> What to do
Repeat each entry exactly and drop the pictures.

> Material provided
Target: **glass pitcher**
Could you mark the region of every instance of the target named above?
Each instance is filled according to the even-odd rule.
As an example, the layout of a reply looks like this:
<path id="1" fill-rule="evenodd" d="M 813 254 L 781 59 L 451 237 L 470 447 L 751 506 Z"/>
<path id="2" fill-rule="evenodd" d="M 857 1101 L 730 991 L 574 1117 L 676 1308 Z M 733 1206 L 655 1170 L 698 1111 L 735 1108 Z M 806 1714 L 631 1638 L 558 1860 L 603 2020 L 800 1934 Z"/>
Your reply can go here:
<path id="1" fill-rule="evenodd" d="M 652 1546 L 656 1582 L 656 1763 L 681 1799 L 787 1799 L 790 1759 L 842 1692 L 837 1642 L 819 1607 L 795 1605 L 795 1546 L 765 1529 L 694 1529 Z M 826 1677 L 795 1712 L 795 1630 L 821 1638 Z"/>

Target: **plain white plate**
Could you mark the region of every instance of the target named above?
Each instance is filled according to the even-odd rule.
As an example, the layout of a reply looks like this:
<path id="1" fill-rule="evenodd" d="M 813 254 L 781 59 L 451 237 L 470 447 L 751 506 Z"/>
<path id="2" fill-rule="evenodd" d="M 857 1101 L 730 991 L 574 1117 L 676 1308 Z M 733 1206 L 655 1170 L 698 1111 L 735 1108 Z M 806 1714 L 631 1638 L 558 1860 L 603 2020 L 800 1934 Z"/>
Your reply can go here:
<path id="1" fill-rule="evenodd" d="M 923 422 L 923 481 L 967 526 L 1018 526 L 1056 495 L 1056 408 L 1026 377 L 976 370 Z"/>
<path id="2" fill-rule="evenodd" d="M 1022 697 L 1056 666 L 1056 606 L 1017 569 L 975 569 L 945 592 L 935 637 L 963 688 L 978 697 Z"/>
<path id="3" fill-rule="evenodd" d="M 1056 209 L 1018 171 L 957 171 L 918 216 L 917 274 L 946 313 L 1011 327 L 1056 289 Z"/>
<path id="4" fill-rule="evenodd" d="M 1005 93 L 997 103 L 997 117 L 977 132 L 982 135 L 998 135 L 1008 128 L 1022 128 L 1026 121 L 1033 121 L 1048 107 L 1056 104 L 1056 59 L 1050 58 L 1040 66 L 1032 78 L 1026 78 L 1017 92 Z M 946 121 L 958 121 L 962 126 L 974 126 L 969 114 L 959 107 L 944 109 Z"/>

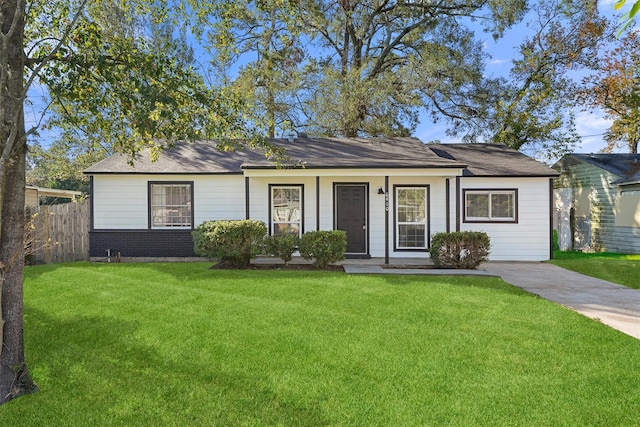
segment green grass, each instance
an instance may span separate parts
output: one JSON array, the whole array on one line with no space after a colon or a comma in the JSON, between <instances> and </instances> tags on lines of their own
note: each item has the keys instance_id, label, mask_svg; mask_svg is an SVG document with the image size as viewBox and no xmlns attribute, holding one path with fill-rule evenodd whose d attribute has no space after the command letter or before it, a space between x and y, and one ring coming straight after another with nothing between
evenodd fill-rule
<instances>
[{"instance_id":1,"label":"green grass","mask_svg":"<svg viewBox=\"0 0 640 427\"><path fill-rule=\"evenodd\" d=\"M553 258L549 262L562 268L640 289L640 255L554 251Z\"/></svg>"},{"instance_id":2,"label":"green grass","mask_svg":"<svg viewBox=\"0 0 640 427\"><path fill-rule=\"evenodd\" d=\"M497 278L25 273L11 426L637 425L640 341Z\"/></svg>"}]
</instances>

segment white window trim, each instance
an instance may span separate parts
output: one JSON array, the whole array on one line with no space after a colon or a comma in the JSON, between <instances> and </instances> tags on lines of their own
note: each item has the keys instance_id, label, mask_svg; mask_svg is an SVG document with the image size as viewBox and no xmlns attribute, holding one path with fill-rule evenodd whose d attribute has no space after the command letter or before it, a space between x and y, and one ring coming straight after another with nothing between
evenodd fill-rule
<instances>
[{"instance_id":1,"label":"white window trim","mask_svg":"<svg viewBox=\"0 0 640 427\"><path fill-rule=\"evenodd\" d=\"M475 216L467 215L467 196L469 194L483 194L488 196L487 201L489 203L489 206L488 206L489 216L475 217ZM493 195L499 195L499 194L511 195L512 204L513 204L512 216L509 216L509 217L493 216L491 198ZM464 190L464 222L518 222L518 206L517 205L518 205L518 190L516 189L495 189L495 190L465 189Z\"/></svg>"},{"instance_id":2,"label":"white window trim","mask_svg":"<svg viewBox=\"0 0 640 427\"><path fill-rule=\"evenodd\" d=\"M187 187L189 190L189 203L188 205L154 205L153 204L153 187L154 186L162 186L162 187ZM154 208L158 207L178 207L183 208L188 206L189 208L189 222L181 223L176 225L156 225L153 221ZM151 230L184 230L184 229L193 229L193 181L150 181L149 182L149 228Z\"/></svg>"},{"instance_id":3,"label":"white window trim","mask_svg":"<svg viewBox=\"0 0 640 427\"><path fill-rule=\"evenodd\" d=\"M300 215L297 221L276 221L274 215L274 191L275 190L298 190L300 192L299 201L300 201ZM275 234L276 224L298 224L298 237L302 237L302 226L303 226L303 217L304 217L304 186L301 184L294 185L270 185L269 186L269 213L270 213L270 234L273 236Z\"/></svg>"},{"instance_id":4,"label":"white window trim","mask_svg":"<svg viewBox=\"0 0 640 427\"><path fill-rule=\"evenodd\" d=\"M424 191L424 221L422 222L407 222L400 221L398 208L400 206L398 193L401 190L422 190ZM426 250L429 248L429 187L427 185L404 185L404 186L395 186L395 218L394 218L394 227L395 227L395 249L396 250ZM424 225L424 246L400 246L400 226L401 225Z\"/></svg>"}]
</instances>

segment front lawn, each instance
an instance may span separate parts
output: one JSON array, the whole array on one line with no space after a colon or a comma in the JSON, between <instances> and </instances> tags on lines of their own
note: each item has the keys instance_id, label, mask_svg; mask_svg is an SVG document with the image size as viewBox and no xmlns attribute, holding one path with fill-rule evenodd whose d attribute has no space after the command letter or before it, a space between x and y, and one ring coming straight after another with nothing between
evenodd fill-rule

> Answer box
Target: **glass pitcher**
Could you mark the region of every instance of the target named above?
Each instance is filled according to the even-odd rule.
As an example, the layout of a reply looks like this:
<path id="1" fill-rule="evenodd" d="M 813 254 L 781 59 L 451 237 L 470 447 L 751 506 Z"/>
<path id="2" fill-rule="evenodd" d="M 857 1101 L 730 991 L 574 1117 L 676 1308 Z M 733 1206 L 655 1170 L 698 1111 L 735 1108 Z M 806 1714 L 631 1638 L 558 1860 L 603 2020 L 800 1934 Z"/>
Your reply can go here:
<path id="1" fill-rule="evenodd" d="M 652 1546 L 656 1582 L 656 1763 L 681 1799 L 787 1799 L 790 1759 L 842 1692 L 837 1642 L 819 1607 L 795 1605 L 795 1546 L 765 1529 L 694 1529 Z M 826 1677 L 795 1712 L 795 1630 L 821 1638 Z"/>

Target: **plain white plate**
Could you mark the region of every instance of the target named above?
Each instance is filled according to the even-odd rule.
As an example, the layout of a reply looks like this:
<path id="1" fill-rule="evenodd" d="M 813 254 L 781 59 L 451 237 L 470 447 L 751 506 Z"/>
<path id="2" fill-rule="evenodd" d="M 857 1101 L 730 991 L 574 1117 L 676 1308 Z M 733 1206 L 655 1170 L 698 1111 L 735 1108 Z M 806 1714 L 631 1638 L 558 1860 L 603 2020 L 800 1934 Z"/>
Your reply can go here:
<path id="1" fill-rule="evenodd" d="M 923 422 L 923 481 L 967 526 L 1018 526 L 1056 495 L 1056 408 L 1026 377 L 976 370 Z"/>
<path id="2" fill-rule="evenodd" d="M 1022 697 L 1056 666 L 1056 606 L 1017 569 L 975 569 L 945 592 L 935 637 L 963 688 L 978 697 Z"/>
<path id="3" fill-rule="evenodd" d="M 1056 209 L 1018 171 L 957 171 L 918 216 L 917 274 L 946 313 L 1011 327 L 1056 289 Z"/>
<path id="4" fill-rule="evenodd" d="M 1005 93 L 997 103 L 997 117 L 977 132 L 982 135 L 998 135 L 1008 128 L 1022 128 L 1026 121 L 1033 121 L 1048 107 L 1056 104 L 1056 59 L 1050 58 L 1040 66 L 1032 78 L 1026 78 L 1017 92 Z M 946 121 L 958 121 L 962 126 L 974 126 L 969 114 L 959 107 L 944 109 Z"/>

segment green grass, each instance
an instance may span separate parts
output: one JSON array, the whole array on one line with no space after a colon or a comma in the JSON, between <instances> and </instances> tags on lines of their own
note: each item has the keys instance_id, label, mask_svg; mask_svg is an SVG document with the image size as viewBox and no xmlns attribute, holding one path with fill-rule evenodd whose d attribute has no space after the command letter or before it, a space between x and y, and one ring coming straight after another with nothing between
evenodd fill-rule
<instances>
[{"instance_id":1,"label":"green grass","mask_svg":"<svg viewBox=\"0 0 640 427\"><path fill-rule=\"evenodd\" d=\"M553 258L549 262L562 268L640 289L640 255L554 251Z\"/></svg>"},{"instance_id":2,"label":"green grass","mask_svg":"<svg viewBox=\"0 0 640 427\"><path fill-rule=\"evenodd\" d=\"M497 278L25 273L11 426L637 425L640 341Z\"/></svg>"}]
</instances>

segment white window trim, each instance
an instance may span separate parts
output: one JSON array, the whole array on one line with no space after a colon or a comma in the JSON, between <instances> and </instances> tags on lines of their own
note: each item has the keys instance_id, label, mask_svg; mask_svg is an SVG document with the image size as viewBox and no xmlns attribute, holding one path with fill-rule evenodd whose d attribute has no space after the command letter or before it, a space between x and y, and one ring coming straight after another with nothing between
evenodd fill-rule
<instances>
[{"instance_id":1,"label":"white window trim","mask_svg":"<svg viewBox=\"0 0 640 427\"><path fill-rule=\"evenodd\" d=\"M475 216L467 215L467 196L469 194L483 194L488 196L487 201L489 203L489 206L488 206L489 216L475 217ZM493 195L499 195L499 194L511 195L512 204L513 204L512 216L509 216L509 217L493 216L491 198ZM464 190L464 222L518 222L518 206L517 205L518 205L518 190L516 189L495 189L495 190L465 189Z\"/></svg>"},{"instance_id":2,"label":"white window trim","mask_svg":"<svg viewBox=\"0 0 640 427\"><path fill-rule=\"evenodd\" d=\"M187 187L189 190L189 203L188 205L154 205L153 204L153 187L154 186L162 186L162 187ZM154 208L158 207L178 207L183 208L188 206L189 208L189 222L181 223L176 225L156 225L153 221ZM151 230L184 230L184 229L193 229L193 181L150 181L149 182L149 228Z\"/></svg>"},{"instance_id":3,"label":"white window trim","mask_svg":"<svg viewBox=\"0 0 640 427\"><path fill-rule=\"evenodd\" d=\"M300 215L297 221L276 221L274 215L274 191L275 190L298 190L300 192L299 201L300 201ZM275 234L276 224L298 224L298 237L302 237L302 226L303 226L303 217L304 217L304 186L301 184L294 185L270 185L269 186L269 213L270 213L270 234L273 236Z\"/></svg>"},{"instance_id":4,"label":"white window trim","mask_svg":"<svg viewBox=\"0 0 640 427\"><path fill-rule=\"evenodd\" d=\"M424 191L424 221L422 222L407 222L400 221L398 208L400 206L398 193L401 190L422 190ZM426 250L429 248L429 187L427 185L404 185L404 186L395 186L395 218L394 218L394 227L395 227L395 249L396 250ZM424 225L424 246L400 246L400 226L401 225Z\"/></svg>"}]
</instances>

segment front lawn, each instance
an instance may span separate parts
output: one JSON array, the whole array on one line with no space after a colon or a comma in the JSON, between <instances> and </instances> tags on lines of their own
note: each item has the keys instance_id, label, mask_svg; mask_svg is an SVG document with the image size as viewBox and no xmlns attribute, holding one path with fill-rule evenodd whose d attribute has no space after the command letter or before it, a space between x and y, and one ring coming straight after another with nothing between
evenodd fill-rule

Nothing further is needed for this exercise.